### Description of the task
Reprint each record exactly. Pictures are not reprinted.

*** Opening Records ***

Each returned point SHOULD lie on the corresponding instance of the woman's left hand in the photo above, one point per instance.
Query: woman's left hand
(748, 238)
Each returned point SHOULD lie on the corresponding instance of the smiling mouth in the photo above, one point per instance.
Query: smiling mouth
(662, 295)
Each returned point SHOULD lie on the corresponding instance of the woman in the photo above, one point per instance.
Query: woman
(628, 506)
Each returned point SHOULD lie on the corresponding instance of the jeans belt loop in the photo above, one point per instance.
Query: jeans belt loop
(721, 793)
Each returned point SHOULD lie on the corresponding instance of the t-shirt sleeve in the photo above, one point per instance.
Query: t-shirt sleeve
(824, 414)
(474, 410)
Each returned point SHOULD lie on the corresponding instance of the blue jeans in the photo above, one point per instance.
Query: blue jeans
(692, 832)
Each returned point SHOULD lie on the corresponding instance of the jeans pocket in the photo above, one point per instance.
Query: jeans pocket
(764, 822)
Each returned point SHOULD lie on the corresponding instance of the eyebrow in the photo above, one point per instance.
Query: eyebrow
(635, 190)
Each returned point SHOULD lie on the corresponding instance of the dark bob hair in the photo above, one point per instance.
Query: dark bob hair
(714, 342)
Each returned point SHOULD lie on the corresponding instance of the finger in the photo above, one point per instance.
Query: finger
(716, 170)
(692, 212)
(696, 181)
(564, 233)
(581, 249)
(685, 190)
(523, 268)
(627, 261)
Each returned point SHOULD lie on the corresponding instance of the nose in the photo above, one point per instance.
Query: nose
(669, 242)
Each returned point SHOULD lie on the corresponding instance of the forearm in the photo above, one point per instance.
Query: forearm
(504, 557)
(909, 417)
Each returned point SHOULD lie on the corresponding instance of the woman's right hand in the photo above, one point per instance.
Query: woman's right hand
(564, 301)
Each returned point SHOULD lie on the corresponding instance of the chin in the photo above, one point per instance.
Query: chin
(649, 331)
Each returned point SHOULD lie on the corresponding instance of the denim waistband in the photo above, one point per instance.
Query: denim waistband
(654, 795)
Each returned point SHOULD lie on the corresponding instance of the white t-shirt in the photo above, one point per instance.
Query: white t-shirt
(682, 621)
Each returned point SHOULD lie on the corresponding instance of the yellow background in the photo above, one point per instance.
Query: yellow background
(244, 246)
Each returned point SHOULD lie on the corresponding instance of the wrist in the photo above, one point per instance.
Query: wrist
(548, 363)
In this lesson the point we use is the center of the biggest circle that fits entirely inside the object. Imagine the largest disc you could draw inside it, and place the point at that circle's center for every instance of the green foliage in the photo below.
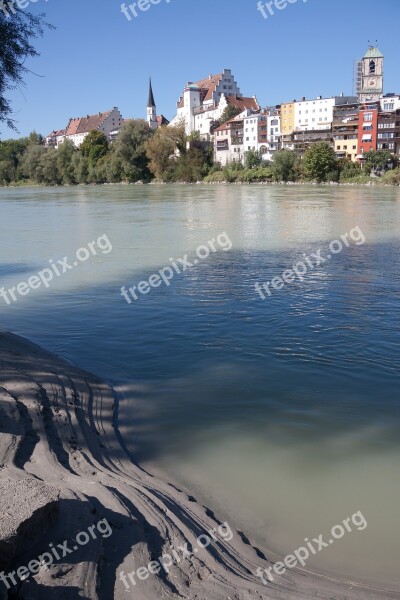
(31, 162)
(17, 31)
(257, 175)
(94, 146)
(391, 177)
(320, 163)
(285, 165)
(216, 177)
(65, 165)
(252, 159)
(379, 160)
(130, 149)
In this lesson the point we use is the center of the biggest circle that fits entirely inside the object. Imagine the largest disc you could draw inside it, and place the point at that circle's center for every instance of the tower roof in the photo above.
(150, 102)
(373, 52)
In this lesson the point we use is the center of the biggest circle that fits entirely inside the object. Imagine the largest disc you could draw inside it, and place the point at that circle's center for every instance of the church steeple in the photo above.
(151, 102)
(151, 109)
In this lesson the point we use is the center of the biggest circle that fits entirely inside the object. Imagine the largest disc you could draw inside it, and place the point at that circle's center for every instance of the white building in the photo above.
(313, 115)
(269, 133)
(203, 102)
(228, 142)
(390, 102)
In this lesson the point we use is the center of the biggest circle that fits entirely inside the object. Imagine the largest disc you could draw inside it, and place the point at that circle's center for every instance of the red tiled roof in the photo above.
(161, 120)
(208, 85)
(243, 103)
(86, 124)
(56, 132)
(222, 127)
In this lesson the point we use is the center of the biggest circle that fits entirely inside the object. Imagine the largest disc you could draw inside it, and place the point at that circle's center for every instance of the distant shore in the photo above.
(372, 183)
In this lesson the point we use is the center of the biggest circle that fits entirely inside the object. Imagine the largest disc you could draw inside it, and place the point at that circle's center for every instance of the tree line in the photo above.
(169, 155)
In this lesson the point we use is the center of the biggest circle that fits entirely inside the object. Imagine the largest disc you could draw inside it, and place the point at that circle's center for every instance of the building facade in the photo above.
(371, 75)
(389, 132)
(77, 129)
(367, 128)
(203, 102)
(345, 130)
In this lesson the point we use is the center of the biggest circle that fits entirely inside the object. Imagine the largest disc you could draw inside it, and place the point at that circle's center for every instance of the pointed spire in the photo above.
(150, 102)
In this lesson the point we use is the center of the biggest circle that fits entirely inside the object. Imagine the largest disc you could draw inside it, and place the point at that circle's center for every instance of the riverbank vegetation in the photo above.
(168, 155)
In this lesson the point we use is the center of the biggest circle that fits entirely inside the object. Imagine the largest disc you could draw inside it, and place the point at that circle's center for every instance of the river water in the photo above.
(282, 414)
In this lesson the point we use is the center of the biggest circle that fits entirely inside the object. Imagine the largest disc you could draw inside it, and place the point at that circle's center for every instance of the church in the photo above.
(153, 120)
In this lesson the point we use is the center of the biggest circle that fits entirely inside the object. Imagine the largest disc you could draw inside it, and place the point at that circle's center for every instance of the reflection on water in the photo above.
(280, 414)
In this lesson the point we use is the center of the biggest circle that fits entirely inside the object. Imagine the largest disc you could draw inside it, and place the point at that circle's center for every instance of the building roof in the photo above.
(243, 103)
(161, 120)
(207, 87)
(373, 52)
(56, 133)
(150, 101)
(86, 124)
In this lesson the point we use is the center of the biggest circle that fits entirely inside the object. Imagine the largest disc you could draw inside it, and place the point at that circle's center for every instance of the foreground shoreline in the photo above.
(59, 428)
(372, 183)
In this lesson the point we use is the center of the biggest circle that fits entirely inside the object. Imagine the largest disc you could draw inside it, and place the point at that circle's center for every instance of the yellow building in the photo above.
(287, 118)
(347, 147)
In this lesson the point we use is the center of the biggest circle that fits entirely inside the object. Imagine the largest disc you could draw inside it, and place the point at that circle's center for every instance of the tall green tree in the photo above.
(252, 159)
(379, 159)
(94, 146)
(285, 165)
(65, 165)
(320, 162)
(163, 149)
(129, 147)
(18, 30)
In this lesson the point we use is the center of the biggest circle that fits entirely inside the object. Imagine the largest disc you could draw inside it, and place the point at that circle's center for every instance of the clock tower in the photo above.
(371, 88)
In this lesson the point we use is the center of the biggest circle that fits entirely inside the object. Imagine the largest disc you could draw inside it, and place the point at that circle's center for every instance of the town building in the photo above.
(153, 120)
(313, 115)
(390, 102)
(367, 128)
(228, 141)
(370, 86)
(310, 122)
(389, 131)
(269, 132)
(203, 102)
(77, 129)
(345, 130)
(51, 139)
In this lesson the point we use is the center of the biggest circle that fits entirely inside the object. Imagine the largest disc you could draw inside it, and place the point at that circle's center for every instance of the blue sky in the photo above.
(97, 59)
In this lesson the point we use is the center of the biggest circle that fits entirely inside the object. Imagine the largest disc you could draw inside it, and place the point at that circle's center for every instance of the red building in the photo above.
(367, 128)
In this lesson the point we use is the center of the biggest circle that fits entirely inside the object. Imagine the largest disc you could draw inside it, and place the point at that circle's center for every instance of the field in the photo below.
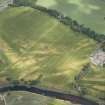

*** Closing Records ***

### Answer box
Each returned point SHOULD lie on the corresponding instance of the woman's left hand in the photo above, one point per instance.
Query: woman's left hand
(748, 238)
Each returned point SHOULD lie on the corresponding instance of the smiling mouth in the photo above, one point per instance.
Query: smiling mouth
(662, 295)
Each returned point SHOULD lie on the corresponding instance of the woman in the photo above, one point per instance.
Query: woman
(628, 506)
Each returned point SHOULD lie on the corresponding instance of the jeans belt loop in the photo above, one point per instance.
Query: jeans belt loop
(721, 793)
Each returned point SHOULD lie on the corresponding instance of the t-shirt sleeve in the photo above, one point per instance.
Query: t-shirt sleeve
(824, 414)
(474, 410)
Each returned point SHOULD lie on the corresponding instance of the blue jeans in the photo above, one point per instance.
Query: blue jeans
(692, 832)
Each returned point SHOULD lie on the corresponding instance of the jeans pocket in the photo above, one point per instance.
Query: jeans pocket
(764, 822)
Each returned point SHOULD lie on the corresponding instance of the eyebrow in the photo above, one point per instance.
Query: eyebrow
(635, 190)
Each returned point SHOULD lie on the corresponding instance of the dark bob hair in the photo above, one point per instance.
Query: dark bob hair
(714, 342)
Each returned point SHOULD lie on the corresponding instance of the finger in the photo above, one point per instance.
Query: finger
(716, 170)
(692, 212)
(696, 181)
(564, 233)
(581, 249)
(685, 190)
(523, 268)
(627, 261)
Each returned point SHOULD lie on the corresponding instance of the nose in the photo above, one point per instance.
Query: nose
(669, 242)
Each returned point SHOULD lie on the corresponding instance of the forearm in the photo above, one point per instance.
Query: forearm
(504, 557)
(909, 417)
Each returned point SHOULD lie on the corresponding instance of the woman's right hand in the photo above, one point per instance.
Query: woman's right hand
(564, 301)
Each returned point SHOULD lie on the corresponding instance of the chin in the photo above, one point per instance.
Query: chin
(649, 331)
Each returned point SHOULD lie on the corresponding instance of the denim waistband in the photo above, one point per instance.
Query: denim waistband
(654, 795)
Each returned point SHOULD lie on the corresponding instance of the white t-shirt in the photo above, one point per instance.
Query: white t-shirt
(682, 621)
Each returned point SHOULD lie on the corresponding instance of the yellow background in the photo above, one point per instance.
Query: yellow background
(244, 246)
Each returned point SHOULD lie on the corresponding instance of the wrist in the photo above, one point per instance.
Query: wrist
(548, 363)
In this lesson the point we use is the center of the biggest circle that fits entirely inside the object. Imagine the largest disc you could draw inside it, and place the point at that circle's center for every instance of the green foliage in the photo below.
(31, 162)
(17, 31)
(257, 175)
(94, 146)
(391, 177)
(320, 163)
(285, 165)
(216, 177)
(65, 165)
(252, 159)
(379, 160)
(130, 149)
In this lesson the point we use is the center of the biggest circle that fits entirely inside the object. Imagine the largest disc you could draw inside it, and place the point at that circle's center for every instance of the tower roof in the photo above.
(150, 102)
(373, 52)
In this lesson the point we use is the center of the biggest circle that fits entirely inside the object. Imagine the largest disc you could draw inside it, and place the point at that circle's center for every instance of the church steeple in the photo above.
(151, 102)
(151, 109)
In this lesson the point we use is the center of the biggest circle that fits entirely inside the object. Imagine the largest disc you could draw inside it, and place the point at that circle's center for every instance of the white building in the photo above.
(313, 115)
(269, 133)
(203, 102)
(228, 142)
(390, 102)
In this lesson the point we use is the center of the biggest circle that fits entirely inside the object. Imagine the largest disc you could draw inside it, and place the point at that circle's center for every instance of the red tiled roof in the photo above.
(161, 120)
(208, 85)
(243, 103)
(86, 124)
(56, 132)
(222, 127)
In this lesson the point we use is the center of the biggest circle that fits entirely inside the object. Imagine the largest disc you could draw inside it, and place the point at that circle's center for every instance of the distant shore in the photo above.
(372, 183)
In this lesson the point we use is the center of the biggest circle that fits entirely inside the object. Imagine the largest disc you could draw inside it, and place the point at that circle's center for every instance of the tree line in the photo above.
(169, 155)
In this lesson the point we use is the center of the biggest circle that fits entirely inside the object. Imagine the largest disc you could draw inside it, and place the point at that circle's center for every instance of the building facade in the photo above.
(371, 75)
(389, 132)
(77, 129)
(367, 128)
(203, 102)
(345, 130)
In this lesson the point we use is the center of the biggest circle that fits entirely inside the object. Imagine the largest disc you could draw inside it, and place the point at that circle's center for every instance of the pointed spire in the photo above.
(150, 102)
In this lesson the point we use is the center of the biggest circle that fits entirely inside the object. Imagine the largest disc you could draw inside it, and place the point at that circle's center for every instance of the riverbank vegetation in the photo above.
(168, 155)
In this lesson the point we use is the center of the biggest circle that fits entirely inside the object. Imagine the largest disc you could draw inside it, and place the point at that circle's center for every instance of the river water in the photo above.
(282, 414)
In this lesson the point we use is the center of the biggest circle that fits entirely inside the object. Imagine the largest disc you could draw inside it, and place the point at that circle's center for every instance of the church in the photo above.
(153, 120)
In this lesson the point we use is the center of the biggest circle that fits entirely inside the object. Imagine the largest disc you could draw inside it, and place the point at that circle's center for every instance of the reflection on water in the photo above.
(280, 414)
In this lesson the point we use is the center of the biggest circle that fits entirely inside the object. Imagine the largest disc you could draw inside it, and place the point at that circle's center for every instance of the building roof in the photo above.
(243, 103)
(161, 120)
(207, 87)
(373, 52)
(56, 133)
(150, 101)
(86, 124)
In this lesson the point we use is the center of the biggest circle that fits entirely inside the object. Imagine the largest disc you could draw inside it, and place the point at that circle's center for every instance of the foreground shoreline in the photo above.
(59, 428)
(372, 183)
In this lesson the point we use is the center of the biggest circle that fits entirely inside the object. Imagine the largest disc you could draw inside it, and place the point at that circle's center for every instance of the yellow building in the photo above.
(287, 118)
(347, 147)
In this lesson the point we use is the center of the biggest circle that fits entirely inside the object. Imagine the largest disc you could draw inside it, and place the point at that circle's center for every instance of the tall green tree in the photo above.
(252, 159)
(379, 159)
(94, 146)
(285, 165)
(65, 165)
(320, 162)
(163, 149)
(129, 147)
(18, 30)
In this lesson the point we use is the center of the biggest circle that fits entirely inside the object. Imagine the largest disc you could draw inside it, and place the point at that circle's center for every instance of the clock tower in the photo above.
(371, 88)
In this lesson the point we use is the center of the biggest circle that fits entirely inside the object. Imagine the largest disc you could draw inside it, and place the point at that circle's center for every instance of the town building in the photo above.
(153, 120)
(313, 115)
(390, 102)
(367, 128)
(228, 141)
(370, 86)
(310, 122)
(389, 131)
(269, 132)
(203, 102)
(77, 129)
(345, 130)
(51, 139)
In this lesson the point we use is the center of the biggest circle that fits entirely inside the object. Imagine the largest disc you could draw inside it, and place the point at that circle's center for every instance of the blue sky in the photo above.
(97, 59)
In this lesson the point we use is the center of the biggest circle that fits entirely inside the object. Imagine the largest disc you could draw inside it, and place the point at that circle's center for every instance of the red building in the photo above.
(367, 128)
In this lesson the point we use is the center of the biggest circle that fits entirely inside the object. Imagine the largest disc you could draw inside it, and place the point at that circle's center for every instance of the field in the photo below.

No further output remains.